** GIVEN PASSAGE follows **

Friday, May 30, 2014

Comparative Genomics Using the Canvas API

An interesting and somewhat mysterious aspect of biodiversity is that the relative proportions of the bases in DNA can take on wildly different values in different organisms even though they're making many of the same proteins. I'm referring to the fact that the G+C (guanine plus cytosine) content of DNA can vary from more than 70% (e.g., Streptomyces species) to less than 30% for certain bacterial endosymbionts (and even for some free-living bacteria, such as Clostridium botulinum). Remarkably, the DNA of the tiny bacterium Buchnera aphidicola (which is distantly related to E. coli but entered into a symbiotic partnership with the aphid around 200 million years ago) has a GC content of only 26%, making its DNA look almost like a two-letter code (A and T, with the occasional G or C).

Many genome-reduced endosymbionts have lost most of their DNA repair enzymes (this is true of mitochondria, incidentally, which are thought to have arisen from a symbiosis with an ancient ancestor of today's Alphabproteobacteria), and this loss of repair capability could well explain much of the GC-to-AT shift seen in endosymbiont genomes. (Left on its own, DNA tends to accumulate 8-oxo-guanine residues, which incorrectly pair with thymine and result in GC-to-TA transversions at DNA replication time.) Whatever the cause(s), GC reduction has left many organisms with severely A- and T-enriched DNA. But the organisms in question are still able to encode perfectly functional proteins, even with a limited nucleic-acid vocabulary.

I decided it might be interesting to try to visualize "GC diversity" by creating a heat map of G and C (in hot colors) and A and T (in cool colors) for certain genes that occur across all bacteria. For example, the following graphic is a heat map of GC and AT usage in the gene for thymidine kinase as it occurs in 61 different organisms with genomic G+C ranging from just over 70% to just under 30%.

** End of GIVEN PASSAGE **

# ACTIVITY LIST
• 1. In the post on GC content in bacterial DNA, reproduce the wording from "I decided it" up to and including "just under 30%.".
• 2. Carry on the post about GC content in bacterial DNA, picking up after its final sentence.

** AVAILABLE DATA follows **

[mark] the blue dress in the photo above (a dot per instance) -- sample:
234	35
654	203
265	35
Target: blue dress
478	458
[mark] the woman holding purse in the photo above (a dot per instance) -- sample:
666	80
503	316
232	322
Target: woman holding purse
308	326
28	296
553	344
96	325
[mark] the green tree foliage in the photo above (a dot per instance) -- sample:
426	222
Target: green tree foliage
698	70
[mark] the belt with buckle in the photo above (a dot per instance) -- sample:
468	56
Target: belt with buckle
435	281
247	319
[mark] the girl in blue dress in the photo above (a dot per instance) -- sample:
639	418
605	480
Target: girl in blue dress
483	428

** End of AVAILABLE DATA **

# ANSWERS TO THE PROBLEMS
• 1.
I decided it might be interesting to try to visualize "GC diversity" by creating a heat map of G and C (in hot colors) and A and T (in cool colors) for certain genes that occur across all bacteria. For example, the following graphic is a heat map of GC and AT usage in the gene for thymidine kinase as it occurs in 61 different organisms with genomic G+C ranging from just over 70% to just under 30%.

• 2.
Thymidine kinase gene for 61 bacteria of widely varying genomic GC percentages. Guanine and cytosine are represented by hot colors, adenine and thymine by cool colors. Alignments were done with MEGA6 software via ClustalW using a relatively permissive gap-opening penalty of 9 and a gap-extension penalty of 5. The heat map was created with JavaScript using the Canvas API.

To create this map, I obtained DNA sequences for thymidine kinase from 61 organisms (using the excellent online tools at and, then aligned them in MEGA6 and drew colors (red or red-orange for G or C, blue or blue-green for A or T) corresponding to the bases, using the Canvas API. What you're looking at are 61 rows of data (one row per gene; which is also to say, per organism). Gaps created during alignment are shown in grey.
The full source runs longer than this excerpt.